** Excerpted passage **
- Opening Delimiter -
Key Experimental Results¶

Main Results: Metric Reliability Evaluation¶

Metric	Coverage Spearman \(\rho\)	Coverage Winrate	Faithfulness Spearman \(\rho\)	Faithfulness Winrate
ROUGE_L (R)	0.473	0.780	-0.038	0.393
BERTScore (R)	0.527	0.815	-0.032	0.415
LLM-Coverage	0.707	0.739	0.393	0.431
AlignScore	0.261	0.503	0.650	0.773
LLM-Faithfulness	0.462	0.398	0.706	0.537

LLM-Coverage is the best coverage metric (\(\rho = 0.707\)), and AlignScore is the best faithfulness metric (\(\rho = 0.650\)).
Traditional metrics (ROUGE, BERTScore) are practically ineffective for measuring faithfulness.

Ablation Study: Automatic and Human Evaluation of Different Methods¶

Automatic Evaluation (Coverage/Faithfulness):

Method	Coverage Score	Faithfulness Score
Zero-Shot	Baseline	Baseline
Self-Refine	Minor Improvement	Slight Decrease
Debate	Minor Improvement	Slight Decrease
PINE	No Improvement	No Improvement
Reranking	Significant Improvement	Significant Improvement
DPO+RR	Best	Best

Human Evaluation:

Method	Coverage	Faithfulness
Zero-Shot	0.347	0.642
Reranking	0.410	0.673
DPO+RR	0.437	0.724

DPO+RR improves coverage by approximately 12% and faithfulness by approximately 8%.

Key Findings¶

Traditional metrics are unreliable: ROUGE and BERTScore completely fail (or even negatively correlate) when measuring faithfulness; BLEURT and SummaC also perform poorly.
- Closing Delimiter -
** Exercise data **
- Opening Delimiter -
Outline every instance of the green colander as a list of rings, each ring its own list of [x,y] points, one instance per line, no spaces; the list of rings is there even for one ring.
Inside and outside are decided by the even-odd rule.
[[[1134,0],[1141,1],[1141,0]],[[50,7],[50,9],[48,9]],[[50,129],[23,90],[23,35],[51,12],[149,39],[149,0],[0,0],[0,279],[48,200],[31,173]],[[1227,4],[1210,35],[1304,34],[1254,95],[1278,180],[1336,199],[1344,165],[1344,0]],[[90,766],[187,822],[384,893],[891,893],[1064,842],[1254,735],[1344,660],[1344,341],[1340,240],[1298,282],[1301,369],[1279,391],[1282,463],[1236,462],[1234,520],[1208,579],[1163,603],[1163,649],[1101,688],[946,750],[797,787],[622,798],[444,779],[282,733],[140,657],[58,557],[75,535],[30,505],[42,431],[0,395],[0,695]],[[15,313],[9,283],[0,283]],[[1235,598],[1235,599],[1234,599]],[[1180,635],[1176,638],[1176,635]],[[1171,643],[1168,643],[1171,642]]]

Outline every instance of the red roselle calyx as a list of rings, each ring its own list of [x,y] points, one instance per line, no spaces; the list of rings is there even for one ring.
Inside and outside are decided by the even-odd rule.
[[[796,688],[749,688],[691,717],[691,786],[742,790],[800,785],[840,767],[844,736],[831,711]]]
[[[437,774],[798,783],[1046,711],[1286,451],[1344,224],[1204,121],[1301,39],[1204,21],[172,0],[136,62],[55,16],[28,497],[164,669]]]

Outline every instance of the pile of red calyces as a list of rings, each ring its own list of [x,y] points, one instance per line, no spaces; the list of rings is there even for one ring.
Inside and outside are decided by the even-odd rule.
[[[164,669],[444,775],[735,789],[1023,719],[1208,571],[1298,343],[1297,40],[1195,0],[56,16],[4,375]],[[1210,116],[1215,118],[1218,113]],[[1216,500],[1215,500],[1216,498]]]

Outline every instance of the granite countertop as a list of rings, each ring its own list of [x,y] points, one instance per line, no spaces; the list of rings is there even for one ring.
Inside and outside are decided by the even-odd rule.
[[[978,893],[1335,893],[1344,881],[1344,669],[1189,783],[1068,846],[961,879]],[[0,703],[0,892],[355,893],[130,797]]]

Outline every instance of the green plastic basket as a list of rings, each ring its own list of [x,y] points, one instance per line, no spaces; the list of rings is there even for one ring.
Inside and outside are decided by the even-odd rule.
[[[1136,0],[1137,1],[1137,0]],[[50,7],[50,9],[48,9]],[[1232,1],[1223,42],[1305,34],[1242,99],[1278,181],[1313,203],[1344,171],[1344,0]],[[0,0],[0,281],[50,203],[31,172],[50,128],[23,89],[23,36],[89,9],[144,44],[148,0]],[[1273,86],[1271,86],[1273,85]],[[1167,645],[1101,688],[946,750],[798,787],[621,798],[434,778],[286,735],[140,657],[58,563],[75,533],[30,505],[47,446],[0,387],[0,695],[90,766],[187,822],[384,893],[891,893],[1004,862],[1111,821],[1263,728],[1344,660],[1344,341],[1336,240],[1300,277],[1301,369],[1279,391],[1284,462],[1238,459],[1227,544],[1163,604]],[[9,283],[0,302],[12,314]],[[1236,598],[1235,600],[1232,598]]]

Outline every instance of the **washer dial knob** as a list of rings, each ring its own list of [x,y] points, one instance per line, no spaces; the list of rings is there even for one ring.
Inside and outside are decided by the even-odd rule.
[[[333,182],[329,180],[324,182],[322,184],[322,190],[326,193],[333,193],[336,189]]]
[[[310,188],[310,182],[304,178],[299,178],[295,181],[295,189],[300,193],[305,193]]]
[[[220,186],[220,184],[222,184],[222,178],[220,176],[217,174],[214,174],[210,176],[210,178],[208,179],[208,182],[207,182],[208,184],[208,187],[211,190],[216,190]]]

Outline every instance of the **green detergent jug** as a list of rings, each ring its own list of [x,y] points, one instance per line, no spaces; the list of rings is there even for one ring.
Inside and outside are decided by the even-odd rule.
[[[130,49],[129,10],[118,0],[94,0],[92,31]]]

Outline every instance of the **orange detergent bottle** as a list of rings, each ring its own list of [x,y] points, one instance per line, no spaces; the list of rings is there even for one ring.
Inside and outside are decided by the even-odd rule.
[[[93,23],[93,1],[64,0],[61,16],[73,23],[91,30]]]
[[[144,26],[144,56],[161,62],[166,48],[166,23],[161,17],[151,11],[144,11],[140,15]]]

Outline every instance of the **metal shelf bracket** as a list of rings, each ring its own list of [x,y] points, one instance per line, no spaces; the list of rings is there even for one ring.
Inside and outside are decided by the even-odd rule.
- Closing Delimiter -
** What the task asks **
From the table under "Main Results: Metric Reliability Evaluation" in the results excerpt, list every metric whose Coverage Winrate is above 0.7, giving each value.

** Worked solution **
ROUGE_L (R): 0.780
BERTScore (R): 0.815
LLM-Coverage: 0.739